- **Exercise instructions**:
[A] Answer these questions about the essay on old horror games and dreams:
(i) What does the feeling of love in the first paragraph resemble, according to the essay?
(ii) In which game's mansion has the writer found that homely feeling?
(iii) What lights everything in the dark Wonderland?
[B] Could you carry the essay on old horror games and dreams further, picking up after its final sentence?

- **Text block**:
Lovesick for melancholic dreams
There’s something about old horror games that make me feel… in love. It’s a hard love to describe, but it’s the same love I have for my odd and dark liminal space dreams. It’s like the love someone would have for their comfort person or their favorite person. Upon the very sight of them, you are awash with a feeling that’s like a warm weighted blanket fresh out of the dryer on a cold, rainy day.
Tonight, I wanted that comfort despite knowing the darker nature of it. It’s like sinking into a comforting depression, but sometimes that’s how you survive it. You learn to find the homeliness in it, and I’ve found that same feeling replicated in Clive Barker’s Undying. The mansion at the beginning of the game feels like home even though I’ve only explored just the surface of it. I’m attempting to play through it in its entirety now.
I couldn’t help but pause and take in the ominous lighting, the strange and eerie gigantic rooms, and the absolute vastness of the mansion itself all in dark and rich woods and browns. It’s a product of its time, of course. All games from the 90s and very early 2000s, when PC gaming was still new, have that design element. The rooms were always huge in a very dreamlike way, and that’s exactly why I keep going back to them.
They’re the only way I know how to describe what my dreams are like. I’ve written stories based on my dreams and chronic nightmares, and I’ve been as accurate as I can be in describing things with dream logic, but I’ve always had an unshakable desire to project an image. I want to see it rather than just relive it in a fog in my head. Since they’re a common type of dream I have and always have had, they feel like home and I have found myself wanting to explore them. Like, really explore them. I want to get lost in them while awake.
They feel like an old nostalgic memory on an overcast afternoon after a storm. It’s like a Wonderland set in a time long past, and everything is dimly lit with gas lamps of old or candles. I feel homesick for this dark Wonderland, or plane of existence, I’m sure I’ve existed in before. It’s the only way I can even begin to understand why I never want to leave the strange murky halls of the Clive Barker’s Undying mansion.
I’ve had actual dreams resembling these rooms and corridors. I’ve explored these environments similar to how they appear in the game. It’s why I can barely progress when I do play, and I end up locking the save file in this mansion at the beginning. I’ve been here before, and while my dreams obviously were not some precognition of the game, the game’s mansion resembles my dreams nearly exactly — in look, feel, and mood.

- **Information provided**:
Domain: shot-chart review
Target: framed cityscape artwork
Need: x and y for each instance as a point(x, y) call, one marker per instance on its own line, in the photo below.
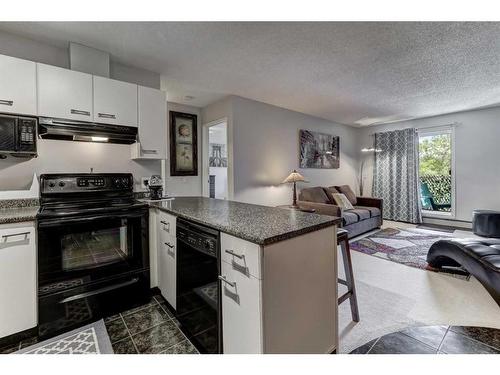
point(319, 150)
point(183, 144)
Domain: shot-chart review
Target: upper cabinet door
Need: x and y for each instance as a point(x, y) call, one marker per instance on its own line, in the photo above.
point(17, 86)
point(152, 123)
point(64, 93)
point(115, 102)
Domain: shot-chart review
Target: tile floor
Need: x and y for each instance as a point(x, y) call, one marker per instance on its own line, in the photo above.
point(435, 340)
point(147, 329)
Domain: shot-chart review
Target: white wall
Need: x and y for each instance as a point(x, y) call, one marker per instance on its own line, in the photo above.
point(265, 141)
point(477, 158)
point(185, 185)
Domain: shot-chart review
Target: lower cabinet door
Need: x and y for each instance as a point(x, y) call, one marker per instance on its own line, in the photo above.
point(167, 252)
point(241, 311)
point(18, 294)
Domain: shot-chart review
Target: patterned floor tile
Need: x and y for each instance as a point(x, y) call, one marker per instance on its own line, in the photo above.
point(159, 338)
point(146, 318)
point(398, 343)
point(116, 330)
point(430, 335)
point(125, 346)
point(184, 347)
point(456, 343)
point(364, 349)
point(488, 336)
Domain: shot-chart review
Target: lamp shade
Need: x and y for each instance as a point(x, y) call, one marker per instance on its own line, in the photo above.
point(294, 177)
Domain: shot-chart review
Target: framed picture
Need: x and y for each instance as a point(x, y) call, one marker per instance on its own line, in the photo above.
point(319, 150)
point(183, 144)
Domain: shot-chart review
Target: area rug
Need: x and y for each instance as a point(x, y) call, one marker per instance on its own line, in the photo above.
point(90, 339)
point(406, 246)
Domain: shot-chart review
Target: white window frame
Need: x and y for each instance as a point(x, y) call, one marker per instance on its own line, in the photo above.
point(425, 132)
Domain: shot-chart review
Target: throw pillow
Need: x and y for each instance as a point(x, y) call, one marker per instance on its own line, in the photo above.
point(342, 201)
point(347, 191)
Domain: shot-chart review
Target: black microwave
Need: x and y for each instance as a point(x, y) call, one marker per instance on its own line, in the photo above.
point(18, 136)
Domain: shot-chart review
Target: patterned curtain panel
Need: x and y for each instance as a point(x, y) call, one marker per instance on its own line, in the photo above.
point(395, 175)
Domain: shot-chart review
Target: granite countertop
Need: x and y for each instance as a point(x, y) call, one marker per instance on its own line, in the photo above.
point(18, 210)
point(258, 224)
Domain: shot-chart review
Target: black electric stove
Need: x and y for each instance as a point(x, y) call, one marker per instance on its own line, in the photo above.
point(93, 249)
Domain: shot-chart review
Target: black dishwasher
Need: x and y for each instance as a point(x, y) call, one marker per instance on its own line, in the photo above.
point(198, 286)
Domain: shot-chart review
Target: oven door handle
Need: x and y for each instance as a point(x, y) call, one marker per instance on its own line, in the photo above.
point(83, 220)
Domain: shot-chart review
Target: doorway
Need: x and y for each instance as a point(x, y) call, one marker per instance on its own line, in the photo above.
point(215, 156)
point(436, 172)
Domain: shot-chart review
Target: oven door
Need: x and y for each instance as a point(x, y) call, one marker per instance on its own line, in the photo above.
point(91, 248)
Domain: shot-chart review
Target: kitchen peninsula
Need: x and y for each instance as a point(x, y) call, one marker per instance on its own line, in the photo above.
point(278, 291)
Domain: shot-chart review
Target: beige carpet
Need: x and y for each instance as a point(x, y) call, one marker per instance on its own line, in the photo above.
point(392, 296)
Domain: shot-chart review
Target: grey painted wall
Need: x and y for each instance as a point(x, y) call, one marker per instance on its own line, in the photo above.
point(477, 161)
point(266, 148)
point(188, 185)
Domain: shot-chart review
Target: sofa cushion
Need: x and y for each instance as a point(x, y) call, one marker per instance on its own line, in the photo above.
point(329, 191)
point(349, 218)
point(314, 194)
point(342, 201)
point(361, 213)
point(374, 211)
point(347, 191)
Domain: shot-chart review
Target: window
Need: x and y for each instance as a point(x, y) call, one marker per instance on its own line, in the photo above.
point(436, 171)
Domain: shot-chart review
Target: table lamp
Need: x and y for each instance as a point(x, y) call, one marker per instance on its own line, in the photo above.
point(294, 177)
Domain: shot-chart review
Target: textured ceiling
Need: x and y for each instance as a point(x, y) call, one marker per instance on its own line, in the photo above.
point(352, 73)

- **Exercise results**:
[A]
(i) A warm weighted blanket fresh out of the dryer on a cold, rainy day.
(ii) Clive Barker's Undying.
(iii) Gas lamps of old or candles.

[B]
Imagine, for a second, you’re able to see your dreams on a screen before you. That the environments you’ve explored have been reproduced in look and feel, and you’re able to see them clearly while awake. That would feel so strange, wouldn’t it? After all, we aren’t meant to remember our dreams like we remember our waking life. That’s just not how the brain works. Try as we might, even the most practiced dreamers, including those who keep a regular dream journal, can only attempt to capture these images in words and art. But it’s never true to the dream memory itself. It’s merely an interpretation.
So far, science is no closer to actually showing visual projections of our dream images, but we have made strides in recording dream-brain activity in a way that’s visual and able to be manipulated. No dream movies yet, though.
It nearly drives me mad — madder than I already feel I am — to not be able to capture my dreams exactly as they are in words or in drawings. I feel like the obsessed artist sitting at their desk, late into the night with only candlelight to guide them, piles of paper balls on the floor and in the wastebasket, as they write and then trash it, write and then trash it, over and over again because it isn’t perfect yet. It’s the biggest challenge I’ve given myself as a writer. To capture my dreams on the page exactly as my mind experienced them while sleeping like taking a photograph of an observable event in life.
Either way, for now, the best and most accurate representation — arguably uncanny as well — I have of my dreams is this old and forgotten game with its various liminal space imagery. I see places I’ve been in my dreams in them, and I find myself sinking into the atmosphere and never wanting to leave. It’s what I get for being a philosopher at heart who needs to understand everything, but I’m also a lover of the things humans haven’t quite been able to explore or describe with science.
Ironically, the thing that triggers my worst anxiety symptoms is the very same I’m so intrigued with it drives me mad trying to understand it. The unknown.